• REQUIREMENTS
Reproduce every line of the data below word for word, leaving out the pictures.
***** RECORDS SHOWN *****
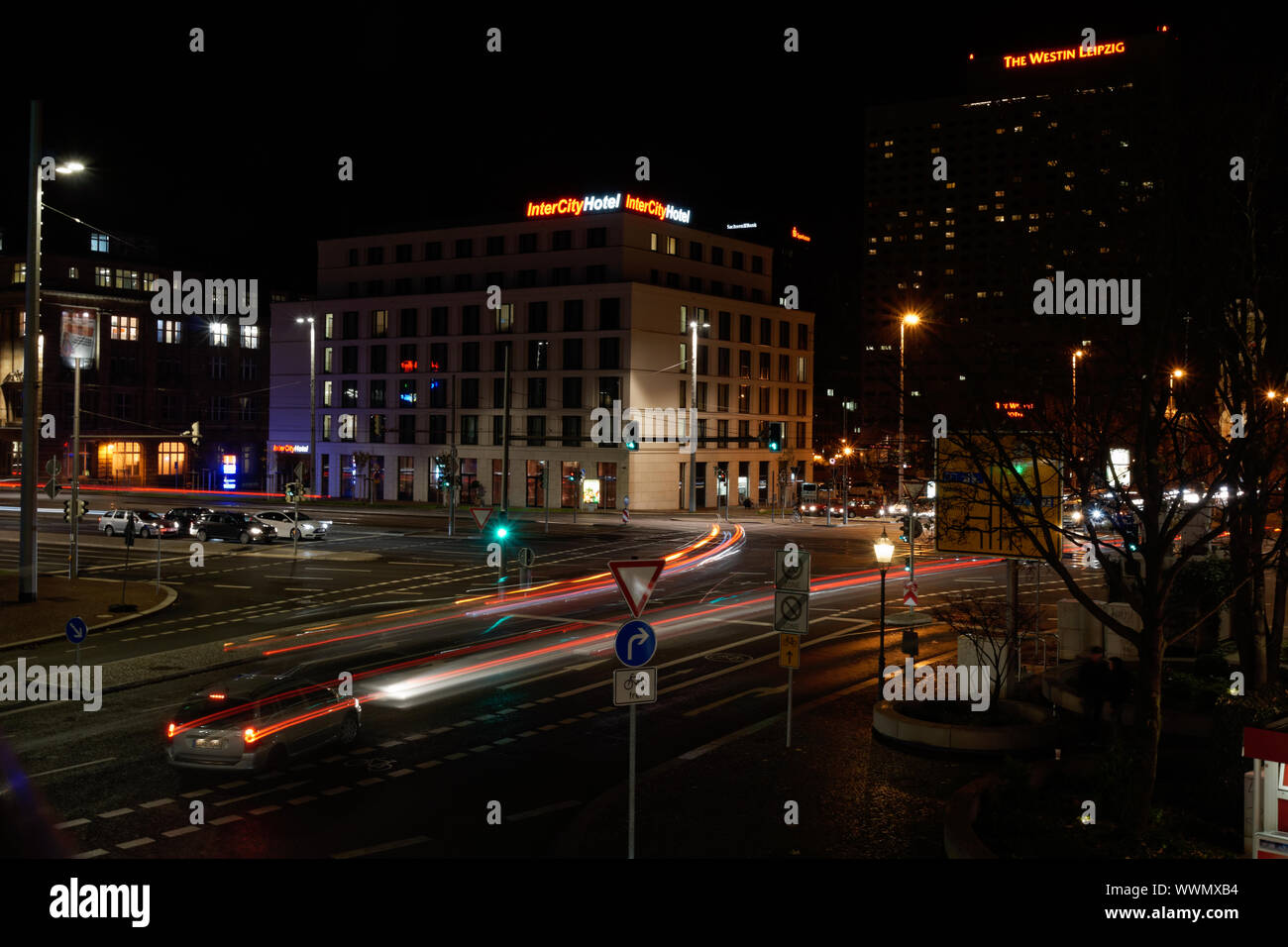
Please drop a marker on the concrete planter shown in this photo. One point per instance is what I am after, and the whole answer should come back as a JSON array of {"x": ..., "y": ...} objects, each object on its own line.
[{"x": 1033, "y": 732}]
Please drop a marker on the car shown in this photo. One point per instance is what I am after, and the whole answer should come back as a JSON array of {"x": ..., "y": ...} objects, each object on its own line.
[
  {"x": 288, "y": 522},
  {"x": 261, "y": 722},
  {"x": 146, "y": 523},
  {"x": 183, "y": 517},
  {"x": 232, "y": 526}
]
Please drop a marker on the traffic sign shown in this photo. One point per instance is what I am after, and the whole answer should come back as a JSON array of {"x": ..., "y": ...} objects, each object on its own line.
[
  {"x": 791, "y": 578},
  {"x": 790, "y": 652},
  {"x": 791, "y": 612},
  {"x": 636, "y": 642},
  {"x": 76, "y": 630},
  {"x": 638, "y": 685},
  {"x": 636, "y": 579}
]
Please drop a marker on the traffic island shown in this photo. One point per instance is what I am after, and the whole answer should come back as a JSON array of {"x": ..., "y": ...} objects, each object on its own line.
*****
• EXERCISE RESPONSE
Please drop a marker on the concrete planter shown in this photo. One point per instance is what I am after, and the whole answer should come back as a JSON array of {"x": ..., "y": ...} objects, each object on its own line.
[{"x": 1033, "y": 732}]
Please drop a marker on the car shown in this photo. One point per instance is what I am after, and the whole answer should come back as a JSON array of {"x": ..., "y": ...} objects, each object on its own line.
[
  {"x": 288, "y": 522},
  {"x": 261, "y": 722},
  {"x": 146, "y": 523},
  {"x": 183, "y": 517},
  {"x": 232, "y": 526}
]
Please drop a marker on the traffic sign shown in this photo. One point per instance is what I am after, and the whole answer should come back as a JSON array of {"x": ..., "y": ...} objects, each object on its own line.
[
  {"x": 791, "y": 578},
  {"x": 790, "y": 652},
  {"x": 791, "y": 612},
  {"x": 636, "y": 642},
  {"x": 76, "y": 630},
  {"x": 638, "y": 685},
  {"x": 636, "y": 579}
]
Please drop a marker on the traffic island shown in this photo. One point per instance is what I am after, and the whole answer should come back as a JSON array of {"x": ..., "y": ...} objects, each object on its own line.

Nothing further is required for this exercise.